- **The request**
From the blog post on writing fanfiction, extract everything from "Hmmmm well that’s" down to "to write fic!!!!!!", copying it word for word.

- **Passage provided**
* Begin *

Hmmmm well that’s really tough! FIRST OF ALL to quote @monstersinthecosmos on a similar post:
Dude! Just write some stuff. 😀 😀 This is a teeny little sleepy fandom and it is so thirsty for more content, just do it! You can do it! We all want you to write fic!!!!!!
…Fanfiction is awesome to flex your writing muscles a bit and get some practice in, and it’s helpful because it invites attention and feedback. It’s also easy to apply flash fiction or drabbles to fanfic because we don’t need exposition and backstory. Like, yeah! WE GET IT, WE KNOW! Quit dicking around and just jump into the story, we already want it! This is so valuable when it comes to just getting WRITING done and you really don’t even need a plot. You can elaborate on the teeniest mental images, headcanons, goofy or angsty situations, and that’s all it has to be! No one expects it to win a Pulitzer, it’s okay if it isn’t perfect!
In fact!!!!!!!!!! It shouldn’t be perfect! And you are not going to get better if you do not start somewhere!
I still get really nervous when I post fics and I doubt my abilities BASICALLY CONSTANTLY ALL THE TIME LOL but good and bad feedback are imperative to honing your craft and learning your strengths and finding things to fix. PLUS LIKE, it can really help to motivate you if you get some people on your side who like what you’re doing! Like I am consistently sappy and overwhelmed by the response to my fics and it’s what keeps me writing. 🙂 🙂 🙂 🙂
Anyway idk man, here’s an ungraceful dismount to my post lmfao but, listen!
Write! Do it! Share it with us we are thirsty.
^*APPLAUDS* Rules are made to be broken. Write the way you want! I had a teacher who told me that to begin a sentence with “And” was blasphemy, illegal. punishable by DEATH practically, but I know Anne Rice does it OFTEN, in published fiction, so that teacher was wrong. Maybe she was just trying to start us off with the rules so we could then break them. Probably that.
BTW I’ll reblog a really good graphic I saw once that described different types of fanfic.
So my advice?

Even though I write fanfic myself, I have my own tastes about it. Writing fic is an art in itself, you’re creating smtg, like sculpture or cooking, and as such it’s very subjective. There are courses taught on writing in schools at all levels, books written about writing, so while I can’t give you a thorough and objective answer in a short blog post… I can give you this much and NO CUTS WE LONGPOST LIKE MEN.

* End *

- **Given records**
* Begin *

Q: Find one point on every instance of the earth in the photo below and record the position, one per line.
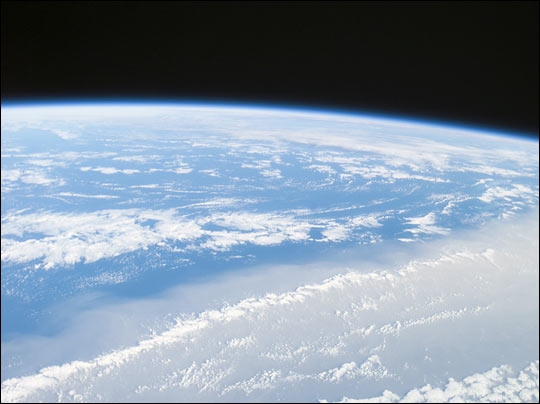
(192, 252)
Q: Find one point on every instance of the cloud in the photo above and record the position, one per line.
(66, 239)
(76, 195)
(313, 333)
(32, 177)
(425, 224)
(498, 385)
(110, 170)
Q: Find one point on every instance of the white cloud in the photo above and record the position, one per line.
(425, 224)
(517, 191)
(271, 173)
(76, 195)
(357, 333)
(64, 134)
(498, 385)
(67, 239)
(110, 170)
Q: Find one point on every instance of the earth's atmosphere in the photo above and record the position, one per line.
(174, 252)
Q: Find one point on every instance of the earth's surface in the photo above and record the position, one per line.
(212, 253)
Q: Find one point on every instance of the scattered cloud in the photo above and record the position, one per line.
(356, 333)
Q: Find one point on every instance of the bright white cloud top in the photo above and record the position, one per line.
(210, 253)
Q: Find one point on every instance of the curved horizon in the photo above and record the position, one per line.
(297, 108)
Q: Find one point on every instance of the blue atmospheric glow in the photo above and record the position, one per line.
(479, 129)
(163, 251)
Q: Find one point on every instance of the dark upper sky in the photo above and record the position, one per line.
(472, 63)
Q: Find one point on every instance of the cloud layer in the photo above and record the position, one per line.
(461, 307)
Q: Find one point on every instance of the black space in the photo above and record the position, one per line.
(473, 63)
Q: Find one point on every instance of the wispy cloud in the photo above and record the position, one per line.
(354, 334)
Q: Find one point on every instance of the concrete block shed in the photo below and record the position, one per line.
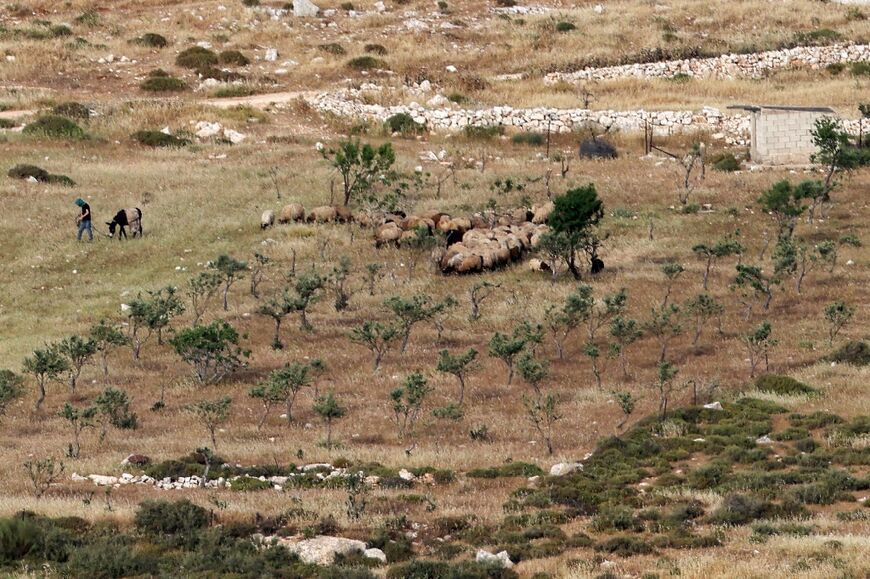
(781, 135)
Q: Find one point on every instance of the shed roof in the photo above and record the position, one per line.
(757, 108)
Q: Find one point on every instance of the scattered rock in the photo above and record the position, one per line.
(321, 550)
(501, 558)
(305, 8)
(563, 468)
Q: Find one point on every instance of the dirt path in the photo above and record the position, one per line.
(259, 100)
(12, 115)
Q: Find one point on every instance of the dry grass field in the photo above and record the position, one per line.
(206, 199)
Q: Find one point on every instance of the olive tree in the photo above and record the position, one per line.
(213, 350)
(758, 343)
(458, 365)
(106, 337)
(360, 165)
(200, 291)
(45, 364)
(113, 409)
(406, 402)
(77, 351)
(377, 337)
(230, 270)
(725, 247)
(79, 419)
(211, 414)
(702, 308)
(329, 410)
(838, 314)
(11, 389)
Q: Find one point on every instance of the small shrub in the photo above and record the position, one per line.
(233, 58)
(163, 84)
(55, 127)
(625, 546)
(151, 40)
(27, 171)
(159, 139)
(72, 110)
(784, 386)
(835, 68)
(856, 353)
(378, 49)
(332, 48)
(365, 63)
(483, 132)
(532, 139)
(510, 469)
(597, 149)
(196, 57)
(726, 163)
(404, 124)
(170, 518)
(246, 484)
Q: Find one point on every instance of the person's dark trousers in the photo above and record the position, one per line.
(85, 225)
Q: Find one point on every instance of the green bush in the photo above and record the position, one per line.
(483, 132)
(532, 139)
(54, 127)
(196, 57)
(233, 58)
(856, 353)
(726, 163)
(151, 40)
(159, 139)
(332, 48)
(625, 546)
(378, 49)
(511, 469)
(73, 110)
(247, 484)
(366, 63)
(18, 537)
(404, 124)
(170, 518)
(784, 386)
(860, 68)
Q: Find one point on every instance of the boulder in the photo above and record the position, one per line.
(304, 8)
(321, 550)
(267, 220)
(136, 460)
(563, 468)
(501, 558)
(375, 554)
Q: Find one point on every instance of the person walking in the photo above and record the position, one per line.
(84, 220)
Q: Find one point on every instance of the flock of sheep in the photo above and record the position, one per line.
(476, 243)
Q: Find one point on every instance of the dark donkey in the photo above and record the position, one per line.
(124, 218)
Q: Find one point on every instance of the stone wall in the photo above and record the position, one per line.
(733, 129)
(782, 136)
(726, 66)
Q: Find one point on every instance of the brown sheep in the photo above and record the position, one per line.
(292, 212)
(323, 214)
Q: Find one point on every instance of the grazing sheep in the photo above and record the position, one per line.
(292, 212)
(125, 217)
(324, 214)
(267, 220)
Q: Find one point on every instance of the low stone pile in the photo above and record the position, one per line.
(316, 473)
(726, 66)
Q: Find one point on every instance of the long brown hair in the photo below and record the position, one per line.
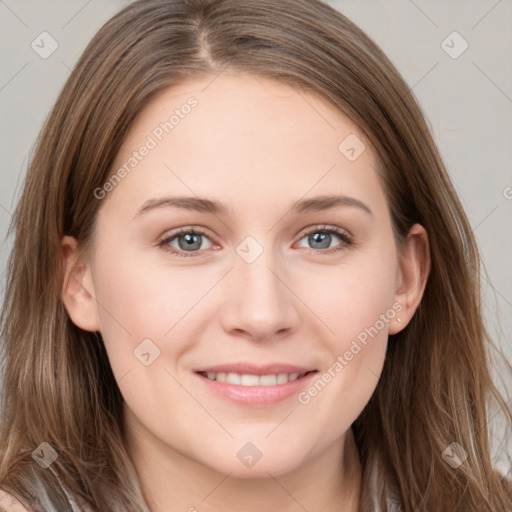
(436, 386)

* End *

- **Written reply**
Hmmmm well that’s really tough! FIRST OF ALL to quote @monstersinthecosmos on a similar post:
Dude! Just write some stuff. 😀 😀 This is a teeny little sleepy fandom and it is so thirsty for more content, just do it! You can do it! We all want you to write fic!!!!!!